### The task
Print, without any changes, every line from the one containing "of the stainless" through the end of the items.

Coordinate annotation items

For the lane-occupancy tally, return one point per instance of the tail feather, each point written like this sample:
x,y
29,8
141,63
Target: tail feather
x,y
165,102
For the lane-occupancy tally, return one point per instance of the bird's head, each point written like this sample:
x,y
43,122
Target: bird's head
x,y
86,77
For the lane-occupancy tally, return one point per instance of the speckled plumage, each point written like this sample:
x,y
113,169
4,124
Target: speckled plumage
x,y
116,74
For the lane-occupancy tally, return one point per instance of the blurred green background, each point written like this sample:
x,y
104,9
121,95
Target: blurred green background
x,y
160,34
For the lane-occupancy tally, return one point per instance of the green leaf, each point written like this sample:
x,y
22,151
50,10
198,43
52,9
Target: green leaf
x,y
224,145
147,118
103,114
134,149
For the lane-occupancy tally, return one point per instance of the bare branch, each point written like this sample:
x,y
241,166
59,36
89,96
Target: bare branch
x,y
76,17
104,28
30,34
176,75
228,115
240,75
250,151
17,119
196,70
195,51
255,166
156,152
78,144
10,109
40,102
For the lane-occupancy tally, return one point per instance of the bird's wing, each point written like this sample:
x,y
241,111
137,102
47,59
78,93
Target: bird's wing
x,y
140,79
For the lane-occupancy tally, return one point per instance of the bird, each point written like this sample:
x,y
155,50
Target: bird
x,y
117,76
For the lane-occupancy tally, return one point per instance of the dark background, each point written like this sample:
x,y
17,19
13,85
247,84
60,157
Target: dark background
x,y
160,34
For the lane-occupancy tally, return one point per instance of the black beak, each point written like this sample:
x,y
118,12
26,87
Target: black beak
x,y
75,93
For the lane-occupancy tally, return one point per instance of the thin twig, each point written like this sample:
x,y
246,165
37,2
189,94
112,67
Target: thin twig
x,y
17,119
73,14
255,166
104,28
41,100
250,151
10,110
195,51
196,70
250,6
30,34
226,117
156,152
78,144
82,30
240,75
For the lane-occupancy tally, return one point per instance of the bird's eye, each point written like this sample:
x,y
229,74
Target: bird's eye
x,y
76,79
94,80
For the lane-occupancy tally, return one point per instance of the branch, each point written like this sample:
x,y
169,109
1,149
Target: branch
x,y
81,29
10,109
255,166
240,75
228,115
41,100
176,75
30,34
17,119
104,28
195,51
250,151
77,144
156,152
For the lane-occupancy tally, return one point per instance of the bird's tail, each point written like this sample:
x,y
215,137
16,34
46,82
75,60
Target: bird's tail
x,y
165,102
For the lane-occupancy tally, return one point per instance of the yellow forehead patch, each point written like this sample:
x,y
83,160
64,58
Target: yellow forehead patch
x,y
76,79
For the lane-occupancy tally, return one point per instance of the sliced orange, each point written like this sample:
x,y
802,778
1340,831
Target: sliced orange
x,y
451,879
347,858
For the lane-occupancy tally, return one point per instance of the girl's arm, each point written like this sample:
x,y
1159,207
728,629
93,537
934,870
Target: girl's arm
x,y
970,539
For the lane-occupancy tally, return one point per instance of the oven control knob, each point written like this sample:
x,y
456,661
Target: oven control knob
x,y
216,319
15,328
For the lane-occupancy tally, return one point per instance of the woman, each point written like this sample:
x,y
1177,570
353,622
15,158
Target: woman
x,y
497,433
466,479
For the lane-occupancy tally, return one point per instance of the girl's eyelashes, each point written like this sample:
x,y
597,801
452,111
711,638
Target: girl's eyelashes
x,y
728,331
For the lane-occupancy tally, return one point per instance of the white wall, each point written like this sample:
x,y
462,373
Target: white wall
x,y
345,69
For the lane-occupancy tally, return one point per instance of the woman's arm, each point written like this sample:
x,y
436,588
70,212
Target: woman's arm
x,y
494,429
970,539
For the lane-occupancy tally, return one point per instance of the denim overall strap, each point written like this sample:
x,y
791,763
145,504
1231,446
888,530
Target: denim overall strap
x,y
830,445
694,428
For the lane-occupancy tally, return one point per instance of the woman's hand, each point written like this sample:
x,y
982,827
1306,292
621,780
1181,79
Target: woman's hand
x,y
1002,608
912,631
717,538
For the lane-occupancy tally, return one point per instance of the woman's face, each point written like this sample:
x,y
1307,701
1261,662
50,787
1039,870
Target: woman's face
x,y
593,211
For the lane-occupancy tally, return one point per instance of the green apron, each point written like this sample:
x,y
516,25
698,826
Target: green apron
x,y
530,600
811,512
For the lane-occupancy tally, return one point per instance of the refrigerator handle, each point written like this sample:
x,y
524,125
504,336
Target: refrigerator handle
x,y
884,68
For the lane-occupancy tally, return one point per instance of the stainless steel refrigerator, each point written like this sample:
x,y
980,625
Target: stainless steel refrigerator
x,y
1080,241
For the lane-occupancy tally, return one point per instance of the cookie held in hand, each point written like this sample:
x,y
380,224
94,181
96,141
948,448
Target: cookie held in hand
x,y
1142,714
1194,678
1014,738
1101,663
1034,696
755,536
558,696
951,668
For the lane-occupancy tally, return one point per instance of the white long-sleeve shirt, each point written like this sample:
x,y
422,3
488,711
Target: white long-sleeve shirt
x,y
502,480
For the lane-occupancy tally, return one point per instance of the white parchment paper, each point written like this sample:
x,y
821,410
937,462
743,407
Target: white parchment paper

### Solved exercise
For the lane-occupancy tally, return one point per instance of the stainless steel refrigerator, each point written like this sample:
x,y
980,625
Target: stainless steel refrigerator
x,y
1080,241
For the lane-occupancy tally, return one point per instance of the cookie held in hand, each point written like this sample:
x,y
380,224
94,181
96,141
948,448
Target: cookie held in hand
x,y
1142,714
1194,678
1014,738
1101,663
1034,696
755,536
558,696
951,668
For the lane-occupancy tally, return one point per instance of the white long-sleeve shirt, each point written like this sample:
x,y
422,3
488,711
Target: white long-sleeve shirt
x,y
502,480
For the lane-occupancy tally, return one point per instance of the white parchment paper, each point written like this sample:
x,y
821,410
937,462
743,407
Target: white parchment paper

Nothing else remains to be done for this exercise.